Though, here's the problem AMD now face with the RX 6700 XT - it isn't any better than the RX 5700 XT, clock for clock and AMD have a hard limit on the highest clock speed their RDNA 2 architecture can usefully be increased to, 2.3 GHz.
Now AMD find themselves in the same situation that Nvidia did and simultaneously in a worse situation that they have put themselves into - they don't have a lot of extra performance they can put into this SKU (around 15-20% at 2.3 GHz and who knows the yields at that frequency!), and they already charged $400 for that card over one year ago and they are facing a $400 RTX 3060 Ti that is more powerful than an RTX 2080 Super.
AMD charged too much for the RX 5700 XT* and as a result, despite adding lackluster ray tracing performance**, they have to go lower. They can't afford not to because the RTX 3060 and 3060 Ti are waiting to kneecap this SKU and the probable RX 6700. Don't get me wrong, around RTX 2080 raster performance for $300 would be great but you're not really getting a very RT capable card for that price - for which an RTX 3060 will most likely be had.
*In fact, they had to lower the price before release because the RTX 2070 was more powerful at a similar price point with ray tracing features...
**With 40 CUs, the RT performance will be quite low considering RT performance on the RX 6800 with 60 CUs...
So how can AMD compete? They can't... and so they can only do one thing: don't release RDNA 2 in the lower SKUs.
The rumours have been going on about an RX 5000 series refresh for a long time now. Is it possible that Navi 22 is just the Navi 10 refresh? If the core optimisations of RDNA 2 are provided to the RDNA 1 architecture, minus RT, then you get an improvement in energy efficiency (perf per Watt), improved clock frequencies and smaller die size because the infinity cache is no longer needed because the bandwidth and data structures required to support RT are no longer necessary. That could account for the leaked, very minor improvements from a TGP of 225 W to 186 - 211 W as they are considerably further away from 2x the performance per Watt we are expecting from RDNA 2...
That way AMD can drop prices for a chip that provides around RTX 2080 performance for about $250-300 when Nvidia are struggling to get the RTX 3060 out at $300 and fewer people mind the lack of RT features at that price point. However, it's not the first time that we've seen non-existent SKUs being tested and/or leaked and RDNA 1 was meant to have a bigger die released.
This does fly in the face of numerous leaks and benchmarks which put the RX 5700 XT with 96 or 64 MB of infinity cache that RedGamingTech has been privvy to. It also flies in the face of the fact that AMD themselves have stated that RDNA 2 will exist across their whole lineup, from top to bottom.... though they did place a huge caveat on that statement: "over time". Which, basically can mean anything! Further to this, WCCFTech have not linked any amount of infinity cache to the SKU, potentially backing up the idea that this is a card lineup lacking RT.

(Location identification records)
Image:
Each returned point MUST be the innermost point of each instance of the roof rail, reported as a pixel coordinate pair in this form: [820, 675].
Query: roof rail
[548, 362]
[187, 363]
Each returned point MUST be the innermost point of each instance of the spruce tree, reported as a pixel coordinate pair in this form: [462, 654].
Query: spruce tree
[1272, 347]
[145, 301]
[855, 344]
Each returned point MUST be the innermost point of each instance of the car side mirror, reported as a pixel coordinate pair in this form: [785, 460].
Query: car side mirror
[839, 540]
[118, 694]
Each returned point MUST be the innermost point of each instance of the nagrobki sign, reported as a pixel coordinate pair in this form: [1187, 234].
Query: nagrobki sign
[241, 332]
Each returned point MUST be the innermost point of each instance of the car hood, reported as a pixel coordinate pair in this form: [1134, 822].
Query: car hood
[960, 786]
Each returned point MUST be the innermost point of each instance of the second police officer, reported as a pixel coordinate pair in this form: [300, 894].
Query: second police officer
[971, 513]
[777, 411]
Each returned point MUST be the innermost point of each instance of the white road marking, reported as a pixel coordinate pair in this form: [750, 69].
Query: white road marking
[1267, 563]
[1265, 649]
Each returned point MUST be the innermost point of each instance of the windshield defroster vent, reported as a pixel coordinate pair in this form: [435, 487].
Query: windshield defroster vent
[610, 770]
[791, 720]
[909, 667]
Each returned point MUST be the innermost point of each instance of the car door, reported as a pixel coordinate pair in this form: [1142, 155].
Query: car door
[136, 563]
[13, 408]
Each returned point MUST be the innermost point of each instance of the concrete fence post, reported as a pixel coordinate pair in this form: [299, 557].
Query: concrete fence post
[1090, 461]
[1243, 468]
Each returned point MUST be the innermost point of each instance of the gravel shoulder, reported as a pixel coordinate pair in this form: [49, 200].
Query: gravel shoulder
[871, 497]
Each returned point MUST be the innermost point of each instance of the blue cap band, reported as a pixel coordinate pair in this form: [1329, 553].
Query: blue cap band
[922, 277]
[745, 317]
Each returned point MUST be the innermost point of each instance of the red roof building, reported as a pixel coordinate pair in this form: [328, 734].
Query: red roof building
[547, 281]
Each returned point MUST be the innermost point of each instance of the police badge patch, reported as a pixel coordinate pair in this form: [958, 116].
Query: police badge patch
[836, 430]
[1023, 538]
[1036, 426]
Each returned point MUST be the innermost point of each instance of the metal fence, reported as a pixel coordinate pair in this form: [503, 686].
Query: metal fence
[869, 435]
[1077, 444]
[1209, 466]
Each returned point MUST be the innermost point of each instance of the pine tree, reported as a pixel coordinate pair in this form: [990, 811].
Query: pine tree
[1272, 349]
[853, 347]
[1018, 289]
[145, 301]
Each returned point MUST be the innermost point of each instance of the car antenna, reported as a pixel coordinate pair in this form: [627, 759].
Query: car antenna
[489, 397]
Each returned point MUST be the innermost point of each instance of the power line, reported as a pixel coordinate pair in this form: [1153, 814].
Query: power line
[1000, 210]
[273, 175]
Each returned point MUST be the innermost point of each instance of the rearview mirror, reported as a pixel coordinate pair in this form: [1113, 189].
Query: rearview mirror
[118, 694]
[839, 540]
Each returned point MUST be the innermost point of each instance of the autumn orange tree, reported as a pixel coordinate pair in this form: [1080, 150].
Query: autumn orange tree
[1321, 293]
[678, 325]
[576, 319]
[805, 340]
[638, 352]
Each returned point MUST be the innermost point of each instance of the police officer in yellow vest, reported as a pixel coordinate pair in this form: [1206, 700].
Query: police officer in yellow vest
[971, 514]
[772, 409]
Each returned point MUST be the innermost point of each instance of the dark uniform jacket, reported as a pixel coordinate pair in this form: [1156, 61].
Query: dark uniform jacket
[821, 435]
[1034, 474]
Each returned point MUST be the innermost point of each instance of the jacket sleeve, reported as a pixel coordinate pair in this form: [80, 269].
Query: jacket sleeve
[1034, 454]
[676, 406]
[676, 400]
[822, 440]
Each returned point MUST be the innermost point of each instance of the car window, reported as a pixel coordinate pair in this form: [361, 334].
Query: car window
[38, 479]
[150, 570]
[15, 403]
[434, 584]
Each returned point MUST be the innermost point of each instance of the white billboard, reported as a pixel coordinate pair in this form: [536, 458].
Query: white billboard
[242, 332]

TASK TO COMPLETE:
Continue the article about AMD's RX 6700 XT and RDNA 2 lineup, starting right after its final sentence.

ANSWER TO THE PROBLEM:
However, there is one more problem of AMD's own making - they have a massive hole in their hierarchy! Their RDNA 2 cards currently stop at 60 CU and $680, their RX 6700 XT cards would go for less than half that price if they're at $300. They have no mid-range and there's no product that they appear to have to fill it with!
This is where I'm at a complete loss with regards to AMD's plan.
She cannae take moar power, cap'n... |
If it wasn't for that little girl and that damned dog...
So, Nvidia had a generation where they didn't improve raster performance, instead opting for RT and AI features, following that with the performance uplift in all three. AMD did the inverse and provided the raster performance in the RX 5000 series that Nvidia has provided this generation and are now focussing on the RT/AI implementations in the RX 6000 series.
The problem I'm seeing is that AMD's current architecture is at a dead-end. It's at the end-point - it won't scale any further. For RDNA 3 they need to re-architecture around RT and AI, they can't just scale outwards as we can see that for increasing CUs you don't get linear performance uplifts and programmers find it more difficult to utilise that many resources instead of faster resources, anyway. There've been rumours that RDNA 3 will be chiplet-based and that makes sense to me as you'd have one chiplet focussed on RT calc, one on AI and one on raster/texture/shader.
Nvidia are also facing a similar but less severe problem - they'll likely have to go chiplet-based as well (or at least 3D stacking) but their RT and AI cores are not removing resources from their CUDA cores, they're just stopping Nvidia from implementing more CUDA within the same die area. Nvidia can also make parallel gains in their CUDA, RT and Tensor cores independently, whilst also improving the supporting infrastructure without any one of them affecting the others. AMD's architecture has at least their compute and RT utilising the same silicon, meaning that if you make adjustments to one, you intrinsically affect the other - you may even end up removing performance from one when trying to improve the other...
The way I'm reading things at this point in time is that Nvidia have won this generation because AMD haven't provided (and can't provide) the number of cards that are required for the market and they do not have efficient die/SKU-scaling/product segmentation like Nvidia have managed.
I have to admit, I'm also part of the problem. Instead of waiting for an RX 6800, I caved in and bought an RTX 3070.What could I do? I wanted the upgrade, I needed the upgrade, and I couldn't wait for the upgrade. AMD dropped the ball on its way to my hands...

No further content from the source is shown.